### THE REQUEST
Reproduce the lines of the items below as a Markdown table with the columns Index and Line, starting at the line that contains "task: segment the palm tree" and ending at the line that contains "POLYGON ((68 309, 68", both included. Number each line in the Index column, omit blank lines, and include nothing outside that range.

### THE DATA
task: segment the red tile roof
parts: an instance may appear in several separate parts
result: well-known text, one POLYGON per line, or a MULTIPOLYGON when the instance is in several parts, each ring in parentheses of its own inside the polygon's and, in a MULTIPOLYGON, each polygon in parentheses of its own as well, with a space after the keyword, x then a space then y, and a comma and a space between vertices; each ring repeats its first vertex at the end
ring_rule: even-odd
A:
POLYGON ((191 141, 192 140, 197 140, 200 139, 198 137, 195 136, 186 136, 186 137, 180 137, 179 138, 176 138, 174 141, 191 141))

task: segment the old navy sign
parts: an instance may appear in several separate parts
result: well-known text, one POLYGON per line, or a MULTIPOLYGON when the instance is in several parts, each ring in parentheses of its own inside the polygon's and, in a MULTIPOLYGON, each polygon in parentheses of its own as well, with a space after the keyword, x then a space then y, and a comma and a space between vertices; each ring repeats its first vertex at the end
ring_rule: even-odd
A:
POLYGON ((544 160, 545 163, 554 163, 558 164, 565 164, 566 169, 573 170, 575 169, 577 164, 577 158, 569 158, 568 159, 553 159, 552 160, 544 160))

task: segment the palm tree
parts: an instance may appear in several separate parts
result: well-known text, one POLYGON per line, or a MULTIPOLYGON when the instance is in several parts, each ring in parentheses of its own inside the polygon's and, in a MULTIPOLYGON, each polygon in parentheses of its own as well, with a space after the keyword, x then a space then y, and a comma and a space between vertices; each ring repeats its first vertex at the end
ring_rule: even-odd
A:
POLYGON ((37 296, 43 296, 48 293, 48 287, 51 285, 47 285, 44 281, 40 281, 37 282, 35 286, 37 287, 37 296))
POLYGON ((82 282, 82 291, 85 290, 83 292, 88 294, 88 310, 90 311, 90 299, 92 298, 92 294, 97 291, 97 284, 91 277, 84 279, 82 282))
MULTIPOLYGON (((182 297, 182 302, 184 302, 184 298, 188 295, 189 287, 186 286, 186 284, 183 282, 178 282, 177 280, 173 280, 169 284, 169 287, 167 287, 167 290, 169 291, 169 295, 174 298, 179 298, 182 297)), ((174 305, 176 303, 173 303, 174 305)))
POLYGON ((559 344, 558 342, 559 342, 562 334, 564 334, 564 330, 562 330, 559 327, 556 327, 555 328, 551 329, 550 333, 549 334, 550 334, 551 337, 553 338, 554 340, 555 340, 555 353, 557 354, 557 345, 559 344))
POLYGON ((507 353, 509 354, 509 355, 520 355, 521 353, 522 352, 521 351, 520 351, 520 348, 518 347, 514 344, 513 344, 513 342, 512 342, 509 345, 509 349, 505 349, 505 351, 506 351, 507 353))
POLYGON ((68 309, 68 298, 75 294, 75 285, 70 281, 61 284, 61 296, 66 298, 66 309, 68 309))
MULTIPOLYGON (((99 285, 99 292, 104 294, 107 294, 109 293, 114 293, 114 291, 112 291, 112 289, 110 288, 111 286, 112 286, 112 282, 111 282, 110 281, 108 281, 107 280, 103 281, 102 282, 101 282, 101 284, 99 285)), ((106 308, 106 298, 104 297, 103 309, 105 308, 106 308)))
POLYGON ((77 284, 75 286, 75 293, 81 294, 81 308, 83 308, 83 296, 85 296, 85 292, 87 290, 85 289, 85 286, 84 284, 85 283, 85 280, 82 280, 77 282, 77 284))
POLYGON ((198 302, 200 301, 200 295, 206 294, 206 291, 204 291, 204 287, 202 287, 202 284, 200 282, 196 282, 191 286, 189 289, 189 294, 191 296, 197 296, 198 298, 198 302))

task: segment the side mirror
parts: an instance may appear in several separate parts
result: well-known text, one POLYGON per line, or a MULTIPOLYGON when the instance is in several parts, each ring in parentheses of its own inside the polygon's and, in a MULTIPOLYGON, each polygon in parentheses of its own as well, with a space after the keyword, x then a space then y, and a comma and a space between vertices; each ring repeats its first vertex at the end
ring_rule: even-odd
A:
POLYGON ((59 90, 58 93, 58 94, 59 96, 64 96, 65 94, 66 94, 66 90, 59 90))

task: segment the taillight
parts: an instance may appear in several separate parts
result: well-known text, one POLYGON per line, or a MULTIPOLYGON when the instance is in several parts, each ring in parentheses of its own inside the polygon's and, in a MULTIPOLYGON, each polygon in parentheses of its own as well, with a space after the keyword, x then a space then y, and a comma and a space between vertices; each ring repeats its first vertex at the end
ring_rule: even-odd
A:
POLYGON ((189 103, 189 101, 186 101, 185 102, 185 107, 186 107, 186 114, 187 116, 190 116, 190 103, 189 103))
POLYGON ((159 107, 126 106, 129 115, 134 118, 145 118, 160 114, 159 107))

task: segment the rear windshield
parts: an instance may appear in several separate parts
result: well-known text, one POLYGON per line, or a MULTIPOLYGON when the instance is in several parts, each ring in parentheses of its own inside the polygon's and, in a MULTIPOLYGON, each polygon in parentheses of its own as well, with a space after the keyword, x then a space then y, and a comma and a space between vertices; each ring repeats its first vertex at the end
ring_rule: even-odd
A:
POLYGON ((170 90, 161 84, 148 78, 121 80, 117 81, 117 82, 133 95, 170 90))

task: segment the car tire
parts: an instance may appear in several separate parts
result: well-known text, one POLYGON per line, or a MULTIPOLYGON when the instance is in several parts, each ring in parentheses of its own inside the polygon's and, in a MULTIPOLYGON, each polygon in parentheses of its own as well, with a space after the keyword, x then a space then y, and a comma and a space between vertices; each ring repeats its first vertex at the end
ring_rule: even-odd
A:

### REPLY TO THE EXERCISE
| Index | Line |
|---|---|
| 1 | task: segment the palm tree |
| 2 | parts: an instance may appear in several separate parts |
| 3 | result: well-known text, one POLYGON per line, or a MULTIPOLYGON when the instance is in several parts, each ring in parentheses of its own inside the polygon's and, in a MULTIPOLYGON, each polygon in parentheses of its own as well, with a space after the keyword, x then a space then y, and a comma and a space between vertices; each ring repeats its first vertex at the end |
| 4 | ring_rule: even-odd |
| 5 | A: |
| 6 | POLYGON ((37 296, 43 296, 48 293, 48 287, 51 285, 47 285, 44 281, 40 281, 37 282, 35 286, 37 287, 37 296)) |
| 7 | POLYGON ((82 282, 82 291, 85 290, 83 292, 88 294, 88 310, 90 311, 90 299, 92 298, 92 294, 97 291, 97 284, 91 277, 84 279, 82 282)) |
| 8 | MULTIPOLYGON (((182 297, 182 302, 184 302, 184 298, 188 295, 189 287, 186 286, 186 284, 183 282, 178 282, 177 280, 173 280, 169 284, 169 287, 167 287, 167 290, 169 291, 169 295, 174 298, 179 298, 182 297)), ((174 305, 176 303, 173 303, 174 305))) |
| 9 | POLYGON ((559 344, 558 342, 559 342, 562 334, 564 334, 564 330, 562 330, 559 327, 556 327, 555 328, 551 329, 550 333, 549 334, 550 334, 551 337, 553 338, 554 340, 555 340, 555 353, 557 354, 557 345, 559 344)) |
| 10 | POLYGON ((507 353, 509 354, 509 355, 520 355, 521 353, 522 352, 521 351, 520 351, 520 348, 518 347, 514 344, 513 344, 513 342, 512 342, 509 345, 509 349, 505 349, 505 351, 506 351, 507 353)) |
| 11 | POLYGON ((68 309, 68 298, 75 294, 75 285, 70 281, 61 284, 61 296, 66 298, 66 309, 68 309)) |